Work required: Render the material below as a Markdown table with columns Row and Line, giving each nonblank line its row number and its text.

*** Block opens ***

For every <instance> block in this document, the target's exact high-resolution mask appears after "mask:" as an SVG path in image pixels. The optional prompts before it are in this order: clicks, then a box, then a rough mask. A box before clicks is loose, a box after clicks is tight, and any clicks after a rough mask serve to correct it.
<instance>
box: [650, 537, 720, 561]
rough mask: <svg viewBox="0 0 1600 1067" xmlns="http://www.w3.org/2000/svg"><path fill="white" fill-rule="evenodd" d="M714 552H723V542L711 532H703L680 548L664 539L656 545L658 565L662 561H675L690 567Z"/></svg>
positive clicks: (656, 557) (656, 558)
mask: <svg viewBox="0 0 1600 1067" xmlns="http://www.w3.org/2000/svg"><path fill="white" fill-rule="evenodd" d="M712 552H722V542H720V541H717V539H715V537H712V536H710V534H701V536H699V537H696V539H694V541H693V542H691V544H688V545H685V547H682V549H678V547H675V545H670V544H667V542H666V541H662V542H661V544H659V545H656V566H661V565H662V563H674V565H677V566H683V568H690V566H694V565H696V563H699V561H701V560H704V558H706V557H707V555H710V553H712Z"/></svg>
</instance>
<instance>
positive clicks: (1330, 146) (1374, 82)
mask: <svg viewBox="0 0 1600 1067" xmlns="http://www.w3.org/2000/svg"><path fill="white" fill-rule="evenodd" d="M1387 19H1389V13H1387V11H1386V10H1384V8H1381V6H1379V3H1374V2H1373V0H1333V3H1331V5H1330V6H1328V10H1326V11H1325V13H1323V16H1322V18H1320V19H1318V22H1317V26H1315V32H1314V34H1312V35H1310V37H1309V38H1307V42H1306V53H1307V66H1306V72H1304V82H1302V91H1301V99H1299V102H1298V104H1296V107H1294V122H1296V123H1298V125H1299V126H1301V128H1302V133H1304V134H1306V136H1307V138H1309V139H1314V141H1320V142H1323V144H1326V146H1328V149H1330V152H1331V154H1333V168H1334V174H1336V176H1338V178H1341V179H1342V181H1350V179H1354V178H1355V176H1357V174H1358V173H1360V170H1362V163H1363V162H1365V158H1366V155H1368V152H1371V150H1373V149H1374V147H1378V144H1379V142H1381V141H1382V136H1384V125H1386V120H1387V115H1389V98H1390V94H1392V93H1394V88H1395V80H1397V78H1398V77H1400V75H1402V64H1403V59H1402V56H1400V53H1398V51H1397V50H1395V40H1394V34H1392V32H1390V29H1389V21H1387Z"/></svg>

*** Block closes ***

Written response:
| Row | Line |
|---|---|
| 1 | For every <instance> block in this document, the target's exact high-resolution mask appears after "mask:" as an SVG path in image pixels. The optional prompts before it are in this order: clicks, then a box, then a rough mask. A box before clicks is loose, a box after clicks is tight, and any clicks after a rough mask serve to correct it. |
| 2 | <instance> |
| 3 | box: [650, 537, 720, 561] |
| 4 | rough mask: <svg viewBox="0 0 1600 1067" xmlns="http://www.w3.org/2000/svg"><path fill="white" fill-rule="evenodd" d="M714 552H723V542L711 532H703L680 548L664 539L656 545L658 565L662 561H675L690 567Z"/></svg> |
| 5 | positive clicks: (656, 557) (656, 558) |
| 6 | mask: <svg viewBox="0 0 1600 1067" xmlns="http://www.w3.org/2000/svg"><path fill="white" fill-rule="evenodd" d="M712 552H722V542H720V541H717V539H715V537H712V536H710V534H701V536H699V537H696V539H694V541H693V542H691V544H688V545H685V547H682V549H678V547H675V545H670V544H667V542H666V541H662V542H661V544H659V545H656V566H661V565H662V563H674V565H677V566H683V568H690V566H694V565H696V563H699V561H701V560H704V558H706V557H707V555H710V553H712Z"/></svg> |
| 7 | </instance> |
| 8 | <instance> |
| 9 | positive clicks: (1330, 146) (1374, 82) |
| 10 | mask: <svg viewBox="0 0 1600 1067" xmlns="http://www.w3.org/2000/svg"><path fill="white" fill-rule="evenodd" d="M1387 19H1389V13H1387V11H1386V10H1384V8H1381V6H1379V3H1374V2H1373V0H1333V3H1331V5H1330V6H1328V10H1326V11H1325V13H1323V16H1322V18H1320V19H1318V22H1317V26H1315V32H1314V34H1312V35H1310V37H1309V38H1307V42H1306V53H1307V66H1306V72H1304V82H1302V91H1301V99H1299V102H1298V104H1296V107H1294V122H1296V123H1298V125H1299V126H1301V128H1302V133H1304V134H1306V136H1307V138H1309V139H1314V141H1320V142H1323V144H1326V146H1328V149H1330V152H1331V154H1333V168H1334V174H1336V176H1338V178H1341V179H1342V181H1350V179H1354V178H1355V176H1357V174H1358V173H1360V170H1362V163H1363V162H1365V158H1366V155H1368V152H1371V150H1373V149H1374V147H1378V144H1379V142H1381V141H1382V136H1384V125H1386V120H1387V115H1389V98H1390V94H1392V93H1394V88H1395V80H1397V78H1398V77H1400V75H1402V64H1403V59H1402V56H1400V53H1398V51H1397V50H1395V40H1394V34H1392V32H1390V29H1389V21H1387Z"/></svg> |